Text shown
How to capitalise on new renovation trends - October 2018
Experienced property professionals can walk into a home and fairly accurately lock down its renovation date via a quick glance and some easy mental gymnastics.
In the 1990s, it was all about open-plan living. In the 2000s, high-spec and cutting-edge kitchens were essential. Then it was all-white everything.
Renovation trends come and go, and some are more effective at increasing value than others.
If done strategically, a reno can seriously improve your property’s worth. And in many cases, it can be the changes that aren’t immediately obvious to the naked eye that deliver the most bang for buck.
In a softening market, value-adding renos can be a God-send and we’re seeing some interesting new trends emerge as savvy investors think outside the box in order to boost their wealth.
Thinking of turning your hand to a project? Here are the emerging styles and how they maximise returns.
The multiple effect
Despite a softening in market conditions in some major cities, property prices remain good for the right product and buyers want to get as much for their renovation dollar as possible. In addition, space is at a premium in most cities, so clever adaption of the available square metreage is a must.

Aim 1
According to the renovation trends article, what was considered essential in home renovations during the 2000s?
Aim 2
Pick up the renovation trends article after its last sentence and write the next part.
The entries after this text were taken from a separate source.

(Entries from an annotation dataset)

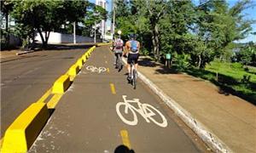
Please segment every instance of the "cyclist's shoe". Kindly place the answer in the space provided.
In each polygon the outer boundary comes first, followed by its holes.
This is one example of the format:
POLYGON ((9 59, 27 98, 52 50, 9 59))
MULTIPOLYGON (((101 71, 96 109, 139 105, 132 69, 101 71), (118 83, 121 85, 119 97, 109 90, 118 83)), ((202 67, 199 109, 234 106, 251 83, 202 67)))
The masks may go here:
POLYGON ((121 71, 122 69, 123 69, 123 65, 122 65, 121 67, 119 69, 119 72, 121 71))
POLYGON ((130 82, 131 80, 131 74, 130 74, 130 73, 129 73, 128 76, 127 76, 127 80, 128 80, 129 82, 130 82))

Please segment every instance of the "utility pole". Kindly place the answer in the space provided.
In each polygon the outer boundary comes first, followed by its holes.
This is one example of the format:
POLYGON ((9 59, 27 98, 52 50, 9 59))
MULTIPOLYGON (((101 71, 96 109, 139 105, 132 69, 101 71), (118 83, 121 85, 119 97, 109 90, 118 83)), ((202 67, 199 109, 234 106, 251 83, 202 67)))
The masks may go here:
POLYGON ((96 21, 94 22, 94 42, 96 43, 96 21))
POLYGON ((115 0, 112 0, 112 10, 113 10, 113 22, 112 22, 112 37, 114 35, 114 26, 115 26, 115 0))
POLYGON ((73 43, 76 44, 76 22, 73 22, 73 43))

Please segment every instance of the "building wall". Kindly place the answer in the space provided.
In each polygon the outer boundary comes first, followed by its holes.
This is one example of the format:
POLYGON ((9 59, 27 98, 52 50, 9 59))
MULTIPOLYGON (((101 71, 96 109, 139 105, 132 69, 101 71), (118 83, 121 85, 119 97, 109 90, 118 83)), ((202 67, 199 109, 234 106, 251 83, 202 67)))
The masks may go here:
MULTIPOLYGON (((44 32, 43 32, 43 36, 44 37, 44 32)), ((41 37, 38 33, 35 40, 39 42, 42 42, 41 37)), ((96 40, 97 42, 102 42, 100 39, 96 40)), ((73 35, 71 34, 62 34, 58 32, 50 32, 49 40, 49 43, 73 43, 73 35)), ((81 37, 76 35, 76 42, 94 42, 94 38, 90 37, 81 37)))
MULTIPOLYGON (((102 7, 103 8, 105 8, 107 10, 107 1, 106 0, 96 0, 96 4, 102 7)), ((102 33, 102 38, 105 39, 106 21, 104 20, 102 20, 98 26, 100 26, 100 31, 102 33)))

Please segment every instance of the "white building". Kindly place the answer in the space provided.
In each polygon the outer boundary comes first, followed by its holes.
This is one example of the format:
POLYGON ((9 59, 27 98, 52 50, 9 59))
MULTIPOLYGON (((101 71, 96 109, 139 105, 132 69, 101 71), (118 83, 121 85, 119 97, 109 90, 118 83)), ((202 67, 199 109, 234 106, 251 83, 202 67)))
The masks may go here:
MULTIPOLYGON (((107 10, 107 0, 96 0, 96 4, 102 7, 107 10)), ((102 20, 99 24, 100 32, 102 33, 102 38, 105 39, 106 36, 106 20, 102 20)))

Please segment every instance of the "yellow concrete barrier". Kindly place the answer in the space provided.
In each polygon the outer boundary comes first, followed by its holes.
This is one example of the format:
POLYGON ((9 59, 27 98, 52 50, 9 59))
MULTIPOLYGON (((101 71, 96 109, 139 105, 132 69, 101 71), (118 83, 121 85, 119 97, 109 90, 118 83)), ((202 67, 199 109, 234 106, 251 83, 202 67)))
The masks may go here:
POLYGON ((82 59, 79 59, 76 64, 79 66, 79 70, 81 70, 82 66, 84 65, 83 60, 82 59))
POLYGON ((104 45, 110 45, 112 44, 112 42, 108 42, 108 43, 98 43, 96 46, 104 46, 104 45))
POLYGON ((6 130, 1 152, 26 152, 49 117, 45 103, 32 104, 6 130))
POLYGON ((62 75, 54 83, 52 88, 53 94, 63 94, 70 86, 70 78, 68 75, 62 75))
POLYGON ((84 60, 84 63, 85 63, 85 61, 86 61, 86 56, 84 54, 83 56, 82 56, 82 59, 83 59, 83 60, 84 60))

--

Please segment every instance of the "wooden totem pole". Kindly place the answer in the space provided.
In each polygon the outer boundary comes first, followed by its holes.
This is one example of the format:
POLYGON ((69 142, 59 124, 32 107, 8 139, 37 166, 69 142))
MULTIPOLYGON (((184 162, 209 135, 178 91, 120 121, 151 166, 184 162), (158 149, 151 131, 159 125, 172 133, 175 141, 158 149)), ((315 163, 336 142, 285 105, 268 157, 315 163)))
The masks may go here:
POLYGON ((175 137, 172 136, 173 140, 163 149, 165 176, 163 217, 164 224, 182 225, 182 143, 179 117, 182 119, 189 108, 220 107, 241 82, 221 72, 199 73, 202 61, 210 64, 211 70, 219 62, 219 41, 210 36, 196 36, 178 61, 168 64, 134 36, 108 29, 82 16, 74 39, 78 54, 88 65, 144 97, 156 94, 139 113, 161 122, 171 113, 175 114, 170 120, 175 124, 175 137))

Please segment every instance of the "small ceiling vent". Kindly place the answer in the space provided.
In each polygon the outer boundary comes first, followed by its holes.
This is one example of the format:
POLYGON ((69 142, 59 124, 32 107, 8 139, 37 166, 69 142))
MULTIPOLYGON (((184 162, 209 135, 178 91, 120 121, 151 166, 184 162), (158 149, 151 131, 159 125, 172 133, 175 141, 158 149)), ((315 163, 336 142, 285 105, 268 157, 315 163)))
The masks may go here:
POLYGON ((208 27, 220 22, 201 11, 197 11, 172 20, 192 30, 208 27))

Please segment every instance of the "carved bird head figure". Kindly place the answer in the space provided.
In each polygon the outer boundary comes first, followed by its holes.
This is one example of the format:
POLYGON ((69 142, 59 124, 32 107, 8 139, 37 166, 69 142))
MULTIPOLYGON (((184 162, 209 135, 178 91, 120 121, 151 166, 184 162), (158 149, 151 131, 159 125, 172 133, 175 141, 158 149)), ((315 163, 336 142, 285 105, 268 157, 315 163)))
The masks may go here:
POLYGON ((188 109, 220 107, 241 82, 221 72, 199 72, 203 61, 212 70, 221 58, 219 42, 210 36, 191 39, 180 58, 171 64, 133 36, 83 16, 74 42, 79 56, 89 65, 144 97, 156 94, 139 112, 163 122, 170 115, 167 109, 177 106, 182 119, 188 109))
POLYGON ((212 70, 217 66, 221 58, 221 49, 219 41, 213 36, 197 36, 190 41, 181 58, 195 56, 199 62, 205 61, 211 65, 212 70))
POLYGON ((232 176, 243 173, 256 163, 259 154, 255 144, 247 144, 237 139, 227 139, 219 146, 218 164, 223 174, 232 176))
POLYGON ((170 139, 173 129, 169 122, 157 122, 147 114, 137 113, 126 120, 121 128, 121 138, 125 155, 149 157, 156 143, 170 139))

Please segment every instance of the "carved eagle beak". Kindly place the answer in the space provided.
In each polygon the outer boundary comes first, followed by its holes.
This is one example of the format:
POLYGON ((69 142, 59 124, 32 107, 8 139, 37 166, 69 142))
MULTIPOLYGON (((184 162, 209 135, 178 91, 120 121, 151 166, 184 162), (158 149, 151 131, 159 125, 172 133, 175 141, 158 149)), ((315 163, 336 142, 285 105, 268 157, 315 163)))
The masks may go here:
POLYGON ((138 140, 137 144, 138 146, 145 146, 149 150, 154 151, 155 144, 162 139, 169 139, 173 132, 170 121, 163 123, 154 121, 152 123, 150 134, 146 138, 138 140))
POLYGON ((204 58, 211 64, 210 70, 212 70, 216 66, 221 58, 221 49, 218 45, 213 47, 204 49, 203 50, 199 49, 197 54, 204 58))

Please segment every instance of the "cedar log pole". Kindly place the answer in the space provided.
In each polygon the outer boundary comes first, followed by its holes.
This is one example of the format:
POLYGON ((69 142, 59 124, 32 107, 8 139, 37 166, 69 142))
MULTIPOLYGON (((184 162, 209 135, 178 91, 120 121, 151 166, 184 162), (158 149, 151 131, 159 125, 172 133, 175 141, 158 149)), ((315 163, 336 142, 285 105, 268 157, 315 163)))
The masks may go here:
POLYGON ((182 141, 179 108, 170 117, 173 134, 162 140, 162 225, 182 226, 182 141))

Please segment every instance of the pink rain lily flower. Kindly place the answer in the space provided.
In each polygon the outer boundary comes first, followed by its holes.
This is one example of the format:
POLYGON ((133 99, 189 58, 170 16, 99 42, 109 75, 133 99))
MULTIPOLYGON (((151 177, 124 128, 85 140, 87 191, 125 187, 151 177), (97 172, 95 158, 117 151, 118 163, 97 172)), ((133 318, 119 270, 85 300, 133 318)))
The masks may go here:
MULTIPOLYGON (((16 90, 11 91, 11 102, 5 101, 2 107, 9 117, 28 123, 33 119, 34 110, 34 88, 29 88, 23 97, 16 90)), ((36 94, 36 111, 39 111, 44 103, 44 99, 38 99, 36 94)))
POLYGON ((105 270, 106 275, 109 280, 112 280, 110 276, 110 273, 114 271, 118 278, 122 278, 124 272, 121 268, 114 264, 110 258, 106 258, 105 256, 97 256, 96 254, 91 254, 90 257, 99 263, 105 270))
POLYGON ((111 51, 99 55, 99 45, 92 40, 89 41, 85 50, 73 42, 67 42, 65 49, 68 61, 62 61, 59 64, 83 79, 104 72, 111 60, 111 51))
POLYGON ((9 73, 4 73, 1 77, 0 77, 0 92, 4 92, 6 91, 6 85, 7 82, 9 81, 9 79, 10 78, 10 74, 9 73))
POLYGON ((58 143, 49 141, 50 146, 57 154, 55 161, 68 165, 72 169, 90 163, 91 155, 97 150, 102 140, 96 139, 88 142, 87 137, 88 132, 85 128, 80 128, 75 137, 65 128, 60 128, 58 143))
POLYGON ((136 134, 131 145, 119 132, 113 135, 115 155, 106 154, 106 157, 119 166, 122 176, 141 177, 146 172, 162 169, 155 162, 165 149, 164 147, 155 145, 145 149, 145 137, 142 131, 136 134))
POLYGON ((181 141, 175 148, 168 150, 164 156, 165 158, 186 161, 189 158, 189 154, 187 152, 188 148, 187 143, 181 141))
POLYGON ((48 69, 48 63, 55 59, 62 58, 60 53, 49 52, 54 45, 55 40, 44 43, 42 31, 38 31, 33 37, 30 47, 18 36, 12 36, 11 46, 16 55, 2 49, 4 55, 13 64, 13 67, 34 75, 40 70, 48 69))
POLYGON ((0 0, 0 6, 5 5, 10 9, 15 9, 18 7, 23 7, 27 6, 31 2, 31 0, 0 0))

Exercise response 1
High-spec and cutting-edge kitchens.

Exercise response 2
Rooms with multiple potential uses are incredibly popular and when done well, can make a property significantly more attractive to prospective buyers.
A great example is the unobtrusive study nook which provides a space for people who want to work from home or have kids at school.
Also, think maximising opportunities to add storage, such as under the stairs or above wardrobes and via a built-in television unit with heaps of cupboards. I’ve even seen space under beds (formally the domain of monsters and toy trucks) ‘formalised’ via the addition of pull-out drawers.
A clever way to save space in the spare room is to install a wall bed. There are several stylish designs which have storage underneath or even a fold up study desk or shelving on the other side when not in use as a bed.
Other smart-space ideas include kitchens that have a dining table incorporated into the bench top to help reinforce the area as the heart of a home.
Inclusions which merge storage and display functionality are also hot, such as cabinets or shelving that double as statement pieces – both sculpturally beautiful and functional.
Another continuing trend is bringing the environment in and blurring the line between inside and outside. Instead of standard doors leading to a courtyard, renovators are opting for bifold or sliding stacker doors which open up a room to light and views. This makes those fresh air outdoor rooms fell like a seamless extension of the lounge. Mind you, if you place a baby-grand on the patio, make sure it’s weatherproof, OK?
In the bathroom, consider the users and make sure it becomes a shared space for multiple people – mum and dad, or more than one child – by going for a double basin bench and plenty of separable storage areas.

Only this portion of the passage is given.